§ WORK REQUEST:
Each line of the records has to be copied exactly, though the pictures must be left out.

Image-grounded pointing data:
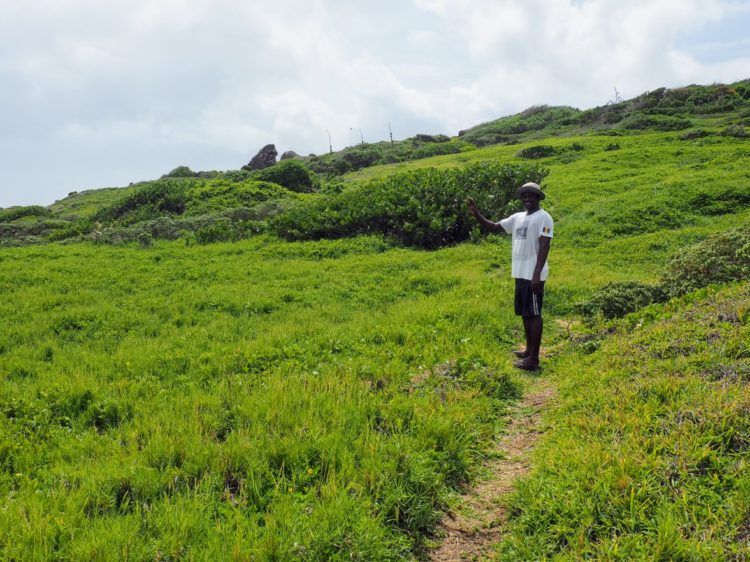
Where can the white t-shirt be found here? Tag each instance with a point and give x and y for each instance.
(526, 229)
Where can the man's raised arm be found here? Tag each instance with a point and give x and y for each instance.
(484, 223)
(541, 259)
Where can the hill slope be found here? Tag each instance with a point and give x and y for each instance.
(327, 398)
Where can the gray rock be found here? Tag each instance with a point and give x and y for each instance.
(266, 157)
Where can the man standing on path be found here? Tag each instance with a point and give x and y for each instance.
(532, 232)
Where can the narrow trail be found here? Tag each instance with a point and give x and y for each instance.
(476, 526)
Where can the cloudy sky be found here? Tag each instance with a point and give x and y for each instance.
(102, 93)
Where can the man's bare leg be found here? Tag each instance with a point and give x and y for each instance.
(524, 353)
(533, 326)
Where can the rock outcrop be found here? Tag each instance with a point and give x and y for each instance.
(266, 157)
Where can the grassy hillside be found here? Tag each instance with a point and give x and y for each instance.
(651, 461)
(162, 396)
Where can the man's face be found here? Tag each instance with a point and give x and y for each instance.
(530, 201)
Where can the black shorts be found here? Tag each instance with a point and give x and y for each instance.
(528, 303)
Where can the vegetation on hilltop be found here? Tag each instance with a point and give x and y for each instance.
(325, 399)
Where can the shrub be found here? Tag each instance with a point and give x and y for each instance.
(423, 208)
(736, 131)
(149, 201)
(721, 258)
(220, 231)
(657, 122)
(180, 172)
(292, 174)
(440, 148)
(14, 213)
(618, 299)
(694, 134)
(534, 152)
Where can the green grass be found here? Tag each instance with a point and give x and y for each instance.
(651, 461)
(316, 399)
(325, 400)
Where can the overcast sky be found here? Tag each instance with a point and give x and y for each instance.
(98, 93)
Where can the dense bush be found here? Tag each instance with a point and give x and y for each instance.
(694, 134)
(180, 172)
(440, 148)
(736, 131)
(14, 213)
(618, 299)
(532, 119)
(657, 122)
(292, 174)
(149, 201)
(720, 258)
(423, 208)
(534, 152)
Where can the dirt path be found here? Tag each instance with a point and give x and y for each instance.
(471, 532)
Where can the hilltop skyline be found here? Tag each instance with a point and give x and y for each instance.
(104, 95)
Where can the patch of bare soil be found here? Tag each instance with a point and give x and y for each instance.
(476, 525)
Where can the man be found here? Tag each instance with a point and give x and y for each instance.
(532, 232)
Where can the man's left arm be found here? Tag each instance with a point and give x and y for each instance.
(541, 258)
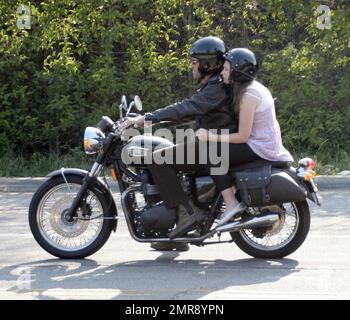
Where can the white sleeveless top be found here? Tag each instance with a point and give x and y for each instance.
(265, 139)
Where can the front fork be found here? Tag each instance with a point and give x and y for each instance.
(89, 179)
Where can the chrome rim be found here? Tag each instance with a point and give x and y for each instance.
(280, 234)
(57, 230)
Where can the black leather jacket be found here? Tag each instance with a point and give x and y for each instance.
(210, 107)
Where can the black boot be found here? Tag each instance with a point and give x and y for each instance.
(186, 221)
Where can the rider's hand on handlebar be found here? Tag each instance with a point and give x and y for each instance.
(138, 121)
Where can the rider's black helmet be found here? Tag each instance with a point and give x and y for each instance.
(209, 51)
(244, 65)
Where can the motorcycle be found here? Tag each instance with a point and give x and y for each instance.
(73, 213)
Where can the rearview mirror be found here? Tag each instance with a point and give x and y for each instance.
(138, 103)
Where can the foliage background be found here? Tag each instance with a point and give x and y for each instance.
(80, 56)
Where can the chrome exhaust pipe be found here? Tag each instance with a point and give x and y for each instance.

§ WRITTEN ANSWER:
Where can the white t-shirt be found here? Tag each instance with a point and give x and y for each instance.
(526, 229)
Where can the man's raised arm be found here? Tag each instance with a point and give x and y for each instance.
(484, 223)
(541, 259)
Where can the hill slope be found here? Tag each instance with a point and give x and y for each instance.
(327, 398)
Where can the gray rock be found here? Tag each instance with a point and give x and y for each instance.
(266, 157)
Where can the man standing on path be found here? Tag each instance with a point and give x and y for each instance.
(532, 232)
Where can the narrow trail be found here? Tag each instance with a point and give x and y for each instance.
(476, 526)
Where can the cloudy sky be found here? Tag each instance with a point and give x and y for each instance.
(102, 93)
Where can the man's bare leg be found here? Tag each instance with a point and give x and y for each instance.
(524, 353)
(533, 326)
Where can the rock outcrop be found here? Tag each instance with a point and give x and y for each instance.
(266, 157)
Where can the grassy hillside be found here? Tag each instance with a point and give x and y for each instance.
(651, 461)
(162, 396)
Where can the man's face be found here? Tag each instance with a point and give x and y for each instance.
(530, 201)
Where can the black shorts be found here? Tag each instance with a point and give x and y for each instance.
(528, 303)
Where can the vegetation on hilltop be found here? Tag each instance with a point and give x and y for each instance.
(325, 399)
Where can the shrub be found here? Tag each instance with a point and give x and y for each instance.
(423, 208)
(736, 131)
(149, 201)
(721, 258)
(220, 231)
(657, 122)
(180, 172)
(292, 174)
(440, 148)
(14, 213)
(618, 299)
(694, 134)
(534, 152)
Where can the green grass be found here? Tag each instance with a point and give x and y for each instance.
(651, 461)
(316, 399)
(325, 400)
Where can the overcast sky be found here? Tag each instance with a point and give x and y for each instance.
(98, 93)
Where can the dense bush be found here? Tag each instance with a point and give x and y for each instance.
(694, 134)
(180, 172)
(440, 148)
(736, 131)
(14, 213)
(618, 299)
(532, 119)
(657, 122)
(292, 174)
(149, 201)
(720, 258)
(423, 208)
(534, 152)
Where can the dirt path be found here? Tag each instance with a point and give x and y for each instance.
(471, 532)
Where can the hilltop skyline be found here? Tag each instance with a point and give x and y for each instance.
(104, 95)
Where can the patch of bare soil be found here? Tag each instance with a point and give x and y for each instance.
(476, 525)
Where can the man be found here? Tag each instance with a point and give x and y for each instance.
(532, 232)
Where can the man's left arm be found here? Tag each instance with a point and give x and y for each instance.
(541, 258)
Where can the white sleeveless top be found here? Tag each instance with a point and give x and y for each instance.
(265, 139)
Where can the front fork be found here? Tag each instance with a point and give x and y for each instance.
(89, 179)
Where can the chrome rim be found here? Tag each instance with a point and give x and y for each instance.
(280, 234)
(57, 230)
Where can the black leather jacket be found here? Tag each instance with a point and give x and y for each instance.
(210, 107)
Where can the black boot be found here? Tag each instance with a point and give x and y for each instance.
(186, 221)
Where can the rider's hand on handlebar be found here? Tag each instance with a point and give x and y for each instance.
(138, 121)
Where can the rider's black helmet be found here? Tag each instance with a point and give x and y for each instance.
(209, 51)
(244, 65)
Where can the motorcycle be found here? Tag each instance with a point and give x and y for each instance.
(73, 213)
Where can the rearview mirror be found here? Tag each instance with a point and give x and y for each instance.
(138, 103)
Where can the foliage background be found here? Tag each instance with a point and give x and y for each instance.
(80, 56)
Where can the chrome exhaust pipe be found here? Tag each instance with a point and give x and y for each instance.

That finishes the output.